··· PASSAGE FOR REVIEW

Especially outside the highly segmented or preferred markets, even after extensive underwriting, 70% to 95% of applicants wind up getting the same price as quoted for others their age (before all that underwriting). So can we reduce the extensive underwriting and shorten that journey for many of those people? 

Typically when insurers want to compress the underwriting process, they increase the price to compensate for the lost ratings. However, this also means agents steer higher risk business toward insurers with less restrictive criteria.  And those who carry the lowest risk will be put off by the increased price and go where they can find a better deal. The key to successful simplification is therefore, to figure out how to do it without increasing the price.

Form AND function: a better approach to application forms

The application form is the basis of the insurance contract, and because it must reflect the huge number of potential significant medical and non-medical risks, it tends to be quite long. Sales people are generally good at helping the customer negotiate this extensive set of questions, but as we move into more non-advised sales scenarios, a simpler application becomes increasingly essential.

Most attempts to shorten an insurance application, fall into the trap of looking only at the number of questions.  This is misleading, and often results in the underwriter simply combining questions, making them extremely complex.

Here's a better approach:

  1. Identify the questions which add no value.  Then discard them.
  2. Focus less on disease, and more on proxies for severity of disease.  For example, a question about hospitalisation or time off work, is often effective for several diseases.
  3. Segment the forms based on profile.  Younger lives typically have lower disease prevalence than older lives, so can we waive some of the questions for younger applicants with little or no cost impact?
  4. Use the risk-relevant information we already have. As an example, we know white collar workers have a much better mortality than blue collar workers so can we use this to get a head start on our risk selection?  This segment might require fewer medical questions in order to get the same fully underwritten price.

Medical evidence

Once the customer has persevered and negotiated the application form, they must submit to medical exams, blood tests and potential other requirements. These are costly both in terms of fees paid, but especially in the hidden price of lost business.  Can we better triage the applicants and limit extra examination to cases where it truly offers protective value?

Medical evidence limits (sometimes confusingly called non-medical limits), vary enormously.  However, there is one thing they do have in common: none match very well to the theoretical cost-benefit tipping point -- where the value of each test actually makes mathematical sense. The most common error when defining these limits is failure to use pre-test probability of disease.  This usually means insurers test too early on younger lives, where disease prevalence is low.  The result is more "cost" than "benefit".

······
··· MATERIAL SHOWN

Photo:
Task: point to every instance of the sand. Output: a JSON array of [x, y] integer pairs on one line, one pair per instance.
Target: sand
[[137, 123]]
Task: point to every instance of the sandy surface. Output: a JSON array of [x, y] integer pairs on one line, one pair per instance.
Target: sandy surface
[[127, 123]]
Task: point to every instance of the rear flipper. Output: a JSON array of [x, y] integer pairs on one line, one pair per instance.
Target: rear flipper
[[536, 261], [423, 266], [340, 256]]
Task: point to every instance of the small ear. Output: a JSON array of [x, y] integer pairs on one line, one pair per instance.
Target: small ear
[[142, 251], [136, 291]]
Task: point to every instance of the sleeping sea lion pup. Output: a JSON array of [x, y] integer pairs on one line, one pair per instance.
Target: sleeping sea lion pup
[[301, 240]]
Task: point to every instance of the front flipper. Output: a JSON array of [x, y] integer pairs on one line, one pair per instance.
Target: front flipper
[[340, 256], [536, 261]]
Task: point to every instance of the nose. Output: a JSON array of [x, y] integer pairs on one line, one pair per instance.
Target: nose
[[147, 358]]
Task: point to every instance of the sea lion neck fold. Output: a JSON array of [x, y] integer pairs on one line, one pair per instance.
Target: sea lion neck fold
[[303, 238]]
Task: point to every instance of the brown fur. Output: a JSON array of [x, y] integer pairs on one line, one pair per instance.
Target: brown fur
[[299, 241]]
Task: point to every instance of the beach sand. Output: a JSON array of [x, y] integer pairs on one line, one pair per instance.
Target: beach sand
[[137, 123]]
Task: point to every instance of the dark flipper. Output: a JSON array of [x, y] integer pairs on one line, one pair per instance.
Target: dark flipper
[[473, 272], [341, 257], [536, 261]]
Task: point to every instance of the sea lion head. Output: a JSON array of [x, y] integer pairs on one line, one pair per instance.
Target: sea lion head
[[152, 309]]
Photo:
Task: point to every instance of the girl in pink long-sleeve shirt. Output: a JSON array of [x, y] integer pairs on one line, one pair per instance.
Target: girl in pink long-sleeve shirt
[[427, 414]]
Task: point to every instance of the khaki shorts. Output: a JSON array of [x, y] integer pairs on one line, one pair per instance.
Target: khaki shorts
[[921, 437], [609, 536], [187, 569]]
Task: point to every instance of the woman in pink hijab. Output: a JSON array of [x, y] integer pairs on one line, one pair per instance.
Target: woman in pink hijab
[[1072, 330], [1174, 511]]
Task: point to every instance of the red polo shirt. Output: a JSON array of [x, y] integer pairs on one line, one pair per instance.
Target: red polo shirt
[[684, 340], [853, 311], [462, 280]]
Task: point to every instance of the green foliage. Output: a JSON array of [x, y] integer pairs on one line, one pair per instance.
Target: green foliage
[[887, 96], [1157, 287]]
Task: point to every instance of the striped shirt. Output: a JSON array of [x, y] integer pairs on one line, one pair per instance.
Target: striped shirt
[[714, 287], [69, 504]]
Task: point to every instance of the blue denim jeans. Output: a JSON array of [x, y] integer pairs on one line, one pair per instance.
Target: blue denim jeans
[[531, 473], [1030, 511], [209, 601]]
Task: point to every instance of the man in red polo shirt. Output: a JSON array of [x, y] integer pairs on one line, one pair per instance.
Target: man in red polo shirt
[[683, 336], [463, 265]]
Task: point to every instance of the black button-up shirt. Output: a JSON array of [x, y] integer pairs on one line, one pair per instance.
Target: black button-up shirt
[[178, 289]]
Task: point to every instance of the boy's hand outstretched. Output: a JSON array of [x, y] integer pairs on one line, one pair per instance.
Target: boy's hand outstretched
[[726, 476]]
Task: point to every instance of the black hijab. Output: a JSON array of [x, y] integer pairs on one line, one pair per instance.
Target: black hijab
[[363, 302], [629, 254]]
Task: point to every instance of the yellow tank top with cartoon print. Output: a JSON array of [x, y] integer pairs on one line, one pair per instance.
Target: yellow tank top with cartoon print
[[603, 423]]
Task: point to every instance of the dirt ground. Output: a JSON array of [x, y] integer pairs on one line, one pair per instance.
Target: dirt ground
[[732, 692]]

······

■ PROBLEMS TO WORK ON
a. Translate this sentence from the passage on simplifying insurance underwriting into Spanish: "This usually means insurers test too early on younger lives, where disease prevalence is low."
b. For each statement, answer yes or no to say whether it agrees with the passage on simplifying insurance underwriting, and quote the words that decide it. (i) Outside the highly segmented or preferred markets, 70% to 95% of applicants end up with the same price as quoted for others their age. (ii) Counting the number of questions is the right way to judge a shorter application. (iii) Medical evidence limits closely match the theoretical cost-benefit tipping point.

■ ANSWERS PROVIDED
a. Esto suele significar que las aseguradoras realizan pruebas demasiado pronto en las vidas más jóvenes, donde la prevalencia de enfermedades es baja.

b.
(i) Yes: "Especially outside the highly segmented or preferred markets, even after extensive underwriting, 70% to 95% of applicants wind up getting the same price as quoted for others their age"
(ii) No: "Most attempts to shorten an insurance application, fall into the trap of looking only at the number of questions."
(iii) No: "none match very well to the theoretical cost-benefit tipping point"